* Instruction
Can the data below be echoed back word for word?

* Record list

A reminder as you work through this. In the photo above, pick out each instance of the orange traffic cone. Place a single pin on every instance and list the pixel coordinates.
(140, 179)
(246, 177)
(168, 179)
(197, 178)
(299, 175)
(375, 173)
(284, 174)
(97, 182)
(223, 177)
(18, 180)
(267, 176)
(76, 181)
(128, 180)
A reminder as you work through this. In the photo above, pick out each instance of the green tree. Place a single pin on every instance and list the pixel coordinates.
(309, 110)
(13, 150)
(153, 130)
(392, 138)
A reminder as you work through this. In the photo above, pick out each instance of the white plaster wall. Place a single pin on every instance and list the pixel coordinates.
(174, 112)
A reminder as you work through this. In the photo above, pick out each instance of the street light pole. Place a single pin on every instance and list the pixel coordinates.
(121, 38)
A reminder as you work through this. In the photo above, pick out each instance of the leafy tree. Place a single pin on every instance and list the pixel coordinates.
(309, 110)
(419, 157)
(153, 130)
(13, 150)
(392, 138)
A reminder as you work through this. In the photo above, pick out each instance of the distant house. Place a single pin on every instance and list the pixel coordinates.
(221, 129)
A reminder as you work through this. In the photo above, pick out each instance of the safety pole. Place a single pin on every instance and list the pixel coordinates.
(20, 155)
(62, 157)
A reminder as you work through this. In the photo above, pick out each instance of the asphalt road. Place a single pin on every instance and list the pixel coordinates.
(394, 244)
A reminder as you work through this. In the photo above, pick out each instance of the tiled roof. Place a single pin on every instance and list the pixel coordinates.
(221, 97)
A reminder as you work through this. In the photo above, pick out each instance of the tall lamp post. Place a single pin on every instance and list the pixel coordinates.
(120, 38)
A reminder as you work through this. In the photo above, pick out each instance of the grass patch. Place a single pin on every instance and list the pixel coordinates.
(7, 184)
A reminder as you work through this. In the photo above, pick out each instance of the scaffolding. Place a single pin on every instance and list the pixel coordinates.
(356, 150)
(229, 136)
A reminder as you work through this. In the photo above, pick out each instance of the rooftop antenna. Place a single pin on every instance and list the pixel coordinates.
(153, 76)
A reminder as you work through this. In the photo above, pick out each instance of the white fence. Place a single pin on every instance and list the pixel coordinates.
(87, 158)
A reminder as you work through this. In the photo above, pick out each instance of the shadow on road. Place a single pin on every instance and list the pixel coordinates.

* Final answer
A reminder as you work through this. In the photo above, pick out each instance of the orange traffic cone. Place a single pin on every instance and list the pixel coordinates.
(140, 179)
(246, 177)
(168, 179)
(197, 178)
(299, 175)
(375, 173)
(284, 174)
(97, 182)
(223, 177)
(18, 180)
(267, 176)
(76, 181)
(128, 180)
A reminder as you work through this. In the photo above, pick out each instance of the green tree. Place a single pin on every instance and list the pixel coordinates.
(309, 110)
(13, 150)
(153, 130)
(392, 138)
A reminder as you work through this. In the photo above, pick out each instance of the white plaster wall. Place a single pin on every instance and list the pixel coordinates.
(174, 112)
A reminder as you work through this. In the photo above, pick out each instance of the street light pole. Place a single pin on every instance and list the pixel coordinates.
(121, 38)
A reminder as you work through this. In the photo above, pick out each instance of the leafy tree. Place a single pin on every instance and list the pixel coordinates.
(309, 110)
(419, 157)
(153, 130)
(13, 150)
(392, 138)
A reminder as you work through this. In the photo above, pick out each instance of the distant house. Place a single pin on every instance and list the pixel coordinates.
(221, 129)
A reminder as you work through this. In the photo above, pick out each instance of the safety pole. Place a single pin on every instance and list the pixel coordinates.
(20, 155)
(62, 157)
A reminder as you work through this. In the photo above, pick out each instance of the asphalt road. Place a single pin on every instance and list the pixel coordinates.
(394, 244)
A reminder as you work through this. In the photo above, pick out each instance of the tiled roof. Place a single pin on every instance and list the pixel coordinates.
(221, 97)
A reminder as you work through this. In the photo above, pick out each instance of the tall lamp post. Place a single pin on every instance and list the pixel coordinates.
(120, 38)
A reminder as you work through this. In the photo above, pick out each instance of the grass patch. Place a single pin on every instance and list the pixel coordinates.
(7, 184)
A reminder as you work through this. In the photo above, pick out each instance of the scaffolding. Place a single pin on every instance and list the pixel coordinates.
(356, 150)
(229, 136)
A reminder as you work through this. In the photo above, pick out each instance of the rooftop antenna. Place a single pin on every instance and list the pixel coordinates.
(153, 76)
A reminder as you work through this. In the photo above, pick out each instance of the white fence. Place a single pin on every instance and list the pixel coordinates.
(87, 158)
A reminder as you work through this. In the photo above, pick out each instance of the shadow on road. Place a single pin on every instance and list the pixel coordinates.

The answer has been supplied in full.